**How to complete this task**
Repeat the data in full. No line may differ from the original.

**Given data**
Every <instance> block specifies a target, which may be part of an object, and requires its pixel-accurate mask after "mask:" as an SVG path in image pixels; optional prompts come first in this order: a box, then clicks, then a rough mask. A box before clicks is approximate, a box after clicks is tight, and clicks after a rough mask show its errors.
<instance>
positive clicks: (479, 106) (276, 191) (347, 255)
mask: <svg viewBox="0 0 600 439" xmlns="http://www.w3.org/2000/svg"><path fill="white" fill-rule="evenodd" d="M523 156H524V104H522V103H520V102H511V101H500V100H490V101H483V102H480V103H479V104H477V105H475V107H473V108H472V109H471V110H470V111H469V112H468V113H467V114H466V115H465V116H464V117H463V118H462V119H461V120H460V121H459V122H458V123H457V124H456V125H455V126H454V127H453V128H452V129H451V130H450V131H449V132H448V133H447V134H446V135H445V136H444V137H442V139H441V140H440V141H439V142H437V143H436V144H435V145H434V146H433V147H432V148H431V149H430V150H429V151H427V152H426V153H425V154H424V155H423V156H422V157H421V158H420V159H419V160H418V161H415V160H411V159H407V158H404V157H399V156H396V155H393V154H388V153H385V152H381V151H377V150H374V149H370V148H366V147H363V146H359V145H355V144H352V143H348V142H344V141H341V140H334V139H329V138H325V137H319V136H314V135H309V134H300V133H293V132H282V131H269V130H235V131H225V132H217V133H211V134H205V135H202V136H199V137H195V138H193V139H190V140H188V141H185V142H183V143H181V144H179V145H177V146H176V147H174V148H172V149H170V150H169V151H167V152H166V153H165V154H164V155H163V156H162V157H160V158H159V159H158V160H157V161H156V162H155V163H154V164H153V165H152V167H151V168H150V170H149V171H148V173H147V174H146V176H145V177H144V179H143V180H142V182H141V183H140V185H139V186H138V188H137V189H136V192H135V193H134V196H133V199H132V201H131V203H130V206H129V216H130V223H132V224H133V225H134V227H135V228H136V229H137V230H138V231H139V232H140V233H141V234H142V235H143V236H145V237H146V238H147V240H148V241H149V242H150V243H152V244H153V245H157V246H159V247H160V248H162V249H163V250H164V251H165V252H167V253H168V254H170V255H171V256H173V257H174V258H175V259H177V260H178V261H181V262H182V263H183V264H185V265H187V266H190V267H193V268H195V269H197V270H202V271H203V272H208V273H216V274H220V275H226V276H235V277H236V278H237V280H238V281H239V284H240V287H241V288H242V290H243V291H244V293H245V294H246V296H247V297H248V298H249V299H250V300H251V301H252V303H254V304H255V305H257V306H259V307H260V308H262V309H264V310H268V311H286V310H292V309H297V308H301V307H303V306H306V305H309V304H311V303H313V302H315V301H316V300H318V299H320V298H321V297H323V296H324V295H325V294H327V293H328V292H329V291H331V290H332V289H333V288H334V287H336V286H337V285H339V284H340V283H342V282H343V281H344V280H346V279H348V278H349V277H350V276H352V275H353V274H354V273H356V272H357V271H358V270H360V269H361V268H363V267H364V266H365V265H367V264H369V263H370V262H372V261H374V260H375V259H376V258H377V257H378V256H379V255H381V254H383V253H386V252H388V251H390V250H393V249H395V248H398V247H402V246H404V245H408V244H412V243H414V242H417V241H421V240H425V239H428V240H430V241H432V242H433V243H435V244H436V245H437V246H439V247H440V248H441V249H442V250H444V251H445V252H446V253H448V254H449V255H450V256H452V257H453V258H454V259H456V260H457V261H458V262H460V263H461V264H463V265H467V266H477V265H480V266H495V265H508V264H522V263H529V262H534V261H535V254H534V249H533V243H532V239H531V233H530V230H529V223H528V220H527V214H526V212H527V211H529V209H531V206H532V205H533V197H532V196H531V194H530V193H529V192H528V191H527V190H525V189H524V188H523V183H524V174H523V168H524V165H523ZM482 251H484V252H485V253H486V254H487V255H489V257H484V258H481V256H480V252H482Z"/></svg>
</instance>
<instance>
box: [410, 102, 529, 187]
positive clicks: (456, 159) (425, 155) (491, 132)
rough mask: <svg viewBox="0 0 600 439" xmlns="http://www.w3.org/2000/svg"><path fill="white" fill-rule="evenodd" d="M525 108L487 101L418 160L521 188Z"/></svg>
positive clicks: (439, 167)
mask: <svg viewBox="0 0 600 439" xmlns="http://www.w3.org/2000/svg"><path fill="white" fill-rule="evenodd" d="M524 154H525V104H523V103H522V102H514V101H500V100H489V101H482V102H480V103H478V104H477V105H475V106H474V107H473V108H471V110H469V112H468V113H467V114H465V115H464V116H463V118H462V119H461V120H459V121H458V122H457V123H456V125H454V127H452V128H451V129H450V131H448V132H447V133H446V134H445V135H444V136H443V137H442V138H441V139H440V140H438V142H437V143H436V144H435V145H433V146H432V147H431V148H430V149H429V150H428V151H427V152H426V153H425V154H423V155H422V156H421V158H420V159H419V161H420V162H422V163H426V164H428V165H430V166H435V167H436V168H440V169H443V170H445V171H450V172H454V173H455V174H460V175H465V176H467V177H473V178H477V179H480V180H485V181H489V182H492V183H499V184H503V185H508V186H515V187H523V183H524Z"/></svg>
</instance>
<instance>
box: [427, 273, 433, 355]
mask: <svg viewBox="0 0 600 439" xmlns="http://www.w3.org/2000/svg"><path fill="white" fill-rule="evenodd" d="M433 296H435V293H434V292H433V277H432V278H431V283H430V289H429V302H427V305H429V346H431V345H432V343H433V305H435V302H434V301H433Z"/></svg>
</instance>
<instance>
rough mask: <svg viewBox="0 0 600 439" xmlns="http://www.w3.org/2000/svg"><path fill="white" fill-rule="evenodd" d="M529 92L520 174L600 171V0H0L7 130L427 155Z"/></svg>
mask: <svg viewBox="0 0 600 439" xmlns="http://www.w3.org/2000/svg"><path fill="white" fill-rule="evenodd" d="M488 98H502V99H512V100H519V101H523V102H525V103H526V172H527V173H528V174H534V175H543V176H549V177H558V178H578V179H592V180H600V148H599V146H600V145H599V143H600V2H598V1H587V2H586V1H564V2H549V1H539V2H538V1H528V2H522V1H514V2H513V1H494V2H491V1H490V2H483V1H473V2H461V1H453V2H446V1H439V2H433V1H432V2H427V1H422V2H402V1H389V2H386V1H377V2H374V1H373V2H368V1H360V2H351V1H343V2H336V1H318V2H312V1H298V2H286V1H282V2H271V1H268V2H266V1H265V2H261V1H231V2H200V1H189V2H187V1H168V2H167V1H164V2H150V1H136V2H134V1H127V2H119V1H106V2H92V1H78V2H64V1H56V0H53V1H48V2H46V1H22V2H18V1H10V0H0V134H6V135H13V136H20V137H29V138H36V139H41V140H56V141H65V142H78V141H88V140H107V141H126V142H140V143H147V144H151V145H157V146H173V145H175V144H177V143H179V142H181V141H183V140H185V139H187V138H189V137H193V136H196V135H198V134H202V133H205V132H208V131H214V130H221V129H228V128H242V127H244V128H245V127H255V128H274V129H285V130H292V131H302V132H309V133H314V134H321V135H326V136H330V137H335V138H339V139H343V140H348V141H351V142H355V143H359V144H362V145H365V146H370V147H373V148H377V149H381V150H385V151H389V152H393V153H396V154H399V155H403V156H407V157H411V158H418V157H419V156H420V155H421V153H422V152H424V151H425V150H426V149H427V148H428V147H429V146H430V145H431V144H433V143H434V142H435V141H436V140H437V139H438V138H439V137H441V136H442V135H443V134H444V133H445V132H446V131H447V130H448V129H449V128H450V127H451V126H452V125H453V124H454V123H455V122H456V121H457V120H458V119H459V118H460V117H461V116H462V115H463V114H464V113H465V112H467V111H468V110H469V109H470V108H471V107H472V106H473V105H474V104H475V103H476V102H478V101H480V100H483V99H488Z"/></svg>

**Answer space**
Every <instance> block specifies a target, which may be part of an object, and requires its pixel-accurate mask after "mask:" as an SVG path in image pixels; optional prompts come first in this order: a box, then clicks, then a rough mask. A box before clicks is approximate, a box after clicks is tight, and clicks after a rough mask show its errors.
<instance>
positive clicks: (479, 106) (276, 191) (347, 255)
mask: <svg viewBox="0 0 600 439" xmlns="http://www.w3.org/2000/svg"><path fill="white" fill-rule="evenodd" d="M523 156H524V104H522V103H520V102H511V101H500V100H490V101H483V102H480V103H479V104H477V105H475V107H473V108H472V109H471V110H470V111H469V112H468V113H467V114H466V115H465V116H464V117H463V118H462V119H461V120H460V121H459V122H458V123H457V124H456V125H455V126H454V127H453V128H452V129H451V130H450V131H449V132H448V133H447V134H446V135H445V136H444V137H442V139H441V140H440V141H439V142H437V143H436V144H435V145H434V146H433V147H432V148H431V149H430V150H429V151H427V152H426V153H425V154H424V155H423V156H422V157H421V158H420V159H419V160H418V161H415V160H411V159H407V158H404V157H399V156H396V155H393V154H388V153H385V152H381V151H377V150H374V149H370V148H366V147H363V146H359V145H355V144H352V143H348V142H344V141H341V140H334V139H329V138H325V137H319V136H314V135H309V134H300V133H293V132H282V131H269V130H235V131H225V132H217V133H211V134H205V135H202V136H199V137H195V138H193V139H190V140H188V141H185V142H183V143H181V144H179V145H177V146H176V147H174V148H172V149H170V150H169V151H167V152H166V153H165V154H164V155H163V156H162V157H160V158H159V159H158V160H157V161H156V162H155V163H154V164H153V165H152V167H151V168H150V170H149V171H148V173H147V174H146V176H145V177H144V179H143V180H142V182H141V183H140V185H139V186H138V188H137V189H136V192H135V193H134V196H133V199H132V201H131V203H130V206H129V216H130V223H132V224H133V225H134V227H135V228H136V229H137V230H138V231H139V232H140V233H141V234H142V235H143V236H145V237H146V238H147V240H148V241H149V242H150V243H152V244H153V245H157V246H159V247H160V248H162V249H163V250H164V251H165V252H167V253H168V254H170V255H171V256H173V257H174V258H175V259H177V260H178V261H181V262H182V263H183V264H185V265H187V266H190V267H193V268H195V269H197V270H202V271H203V272H208V273H216V274H220V275H226V276H235V277H236V278H237V280H238V281H239V284H240V287H241V288H242V290H243V291H244V293H245V294H246V296H247V297H248V298H249V299H250V300H251V301H252V303H254V304H255V305H257V306H259V307H260V308H262V309H264V310H268V311H286V310H292V309H297V308H301V307H303V306H306V305H309V304H311V303H313V302H315V301H316V300H318V299H320V298H321V297H323V296H324V295H325V294H327V293H328V292H329V291H331V290H332V289H333V288H334V287H336V286H337V285H339V284H340V283H342V282H343V281H344V280H346V279H348V278H349V277H350V276H352V275H353V274H354V273H356V272H357V271H358V270H360V269H361V268H363V267H364V266H365V265H367V264H369V263H370V262H372V261H374V260H375V259H376V258H377V257H378V256H379V255H381V254H383V253H386V252H388V251H390V250H393V249H395V248H398V247H402V246H404V245H408V244H412V243H414V242H417V241H421V240H425V239H428V240H430V241H432V242H433V243H435V244H436V245H437V246H439V247H440V248H441V249H442V250H444V251H445V252H446V253H448V254H449V255H450V256H452V257H453V258H454V259H456V260H457V261H458V262H460V263H461V264H463V265H467V266H477V265H480V266H495V265H508V264H522V263H529V262H534V261H535V254H534V249H533V243H532V239H531V233H530V230H529V223H528V220H527V214H526V212H527V211H529V209H531V206H532V205H533V197H532V196H531V194H530V193H529V192H528V191H527V190H525V189H524V188H523V183H524V174H523V168H524V165H523ZM482 251H484V252H485V253H486V254H487V255H489V257H484V258H481V256H480V252H482Z"/></svg>
</instance>
<instance>
box: [410, 102, 529, 187]
positive clicks: (456, 159) (425, 155) (491, 132)
rough mask: <svg viewBox="0 0 600 439" xmlns="http://www.w3.org/2000/svg"><path fill="white" fill-rule="evenodd" d="M525 108L487 101L418 160L521 188Z"/></svg>
positive clicks: (439, 167)
mask: <svg viewBox="0 0 600 439" xmlns="http://www.w3.org/2000/svg"><path fill="white" fill-rule="evenodd" d="M524 154H525V104H523V103H522V102H514V101H500V100H489V101H482V102H480V103H478V104H477V105H475V106H474V107H473V108H471V110H469V112H468V113H467V114H465V115H464V116H463V118H462V119H461V120H459V121H458V122H457V123H456V125H454V127H452V128H451V129H450V131H448V132H447V133H446V134H445V135H444V136H443V137H442V138H441V139H440V140H438V142H437V143H436V144H435V145H433V146H432V147H431V148H430V149H429V150H428V151H427V152H426V153H425V154H423V155H422V156H421V158H420V159H419V161H420V162H422V163H426V164H428V165H430V166H435V167H436V168H440V169H443V170H445V171H450V172H454V173H455V174H460V175H465V176H467V177H473V178H477V179H480V180H485V181H489V182H492V183H499V184H503V185H508V186H515V187H523V183H524Z"/></svg>
</instance>
<instance>
box: [427, 273, 433, 355]
mask: <svg viewBox="0 0 600 439" xmlns="http://www.w3.org/2000/svg"><path fill="white" fill-rule="evenodd" d="M433 296H435V293H434V292H433V277H432V278H431V283H430V289H429V302H427V305H429V346H431V345H432V343H433V305H435V302H434V301H433Z"/></svg>
</instance>
<instance>
rough mask: <svg viewBox="0 0 600 439" xmlns="http://www.w3.org/2000/svg"><path fill="white" fill-rule="evenodd" d="M529 92L520 174L600 171V0H0L7 130L427 155Z"/></svg>
mask: <svg viewBox="0 0 600 439" xmlns="http://www.w3.org/2000/svg"><path fill="white" fill-rule="evenodd" d="M488 98H502V99H512V100H519V101H523V102H525V103H526V172H527V173H528V174H534V175H543V176H549V177H558V178H578V179H592V180H600V148H599V146H600V145H599V143H600V2H598V1H587V2H586V1H564V2H549V1H539V2H538V1H528V2H522V1H514V2H513V1H494V2H491V1H490V2H483V1H473V2H461V1H453V2H446V1H439V2H433V1H432V2H427V1H422V2H402V1H389V2H386V1H377V2H374V1H373V2H368V1H360V2H351V1H343V2H336V1H318V2H312V1H298V2H286V1H282V2H271V1H268V2H266V1H265V2H261V1H231V2H200V1H189V2H187V1H168V2H167V1H164V2H150V1H136V2H134V1H127V2H119V1H106V2H92V1H78V2H64V1H56V0H53V1H48V2H46V1H22V2H18V1H10V0H0V134H6V135H13V136H20V137H29V138H36V139H41V140H56V141H65V142H78V141H88V140H107V141H126V142H140V143H147V144H151V145H157V146H173V145H175V144H177V143H179V142H181V141H183V140H185V139H187V138H189V137H193V136H196V135H198V134H202V133H205V132H208V131H214V130H221V129H228V128H242V127H244V128H245V127H255V128H274V129H285V130H292V131H302V132H309V133H314V134H321V135H326V136H330V137H335V138H339V139H343V140H348V141H351V142H355V143H359V144H362V145H365V146H370V147H373V148H377V149H381V150H385V151H389V152H393V153H396V154H399V155H403V156H407V157H411V158H418V157H419V156H420V155H421V153H422V152H424V151H425V150H426V149H427V148H428V147H429V146H430V145H431V144H433V143H434V142H435V141H436V140H437V139H438V138H439V137H441V136H442V135H443V134H444V133H445V132H446V131H447V130H448V129H449V128H450V127H451V126H452V125H453V124H454V123H455V122H456V121H457V120H458V119H459V118H460V117H461V116H462V115H463V114H464V113H465V112H467V111H468V110H469V109H470V108H471V107H472V106H473V105H474V104H475V103H476V102H478V101H480V100H483V99H488Z"/></svg>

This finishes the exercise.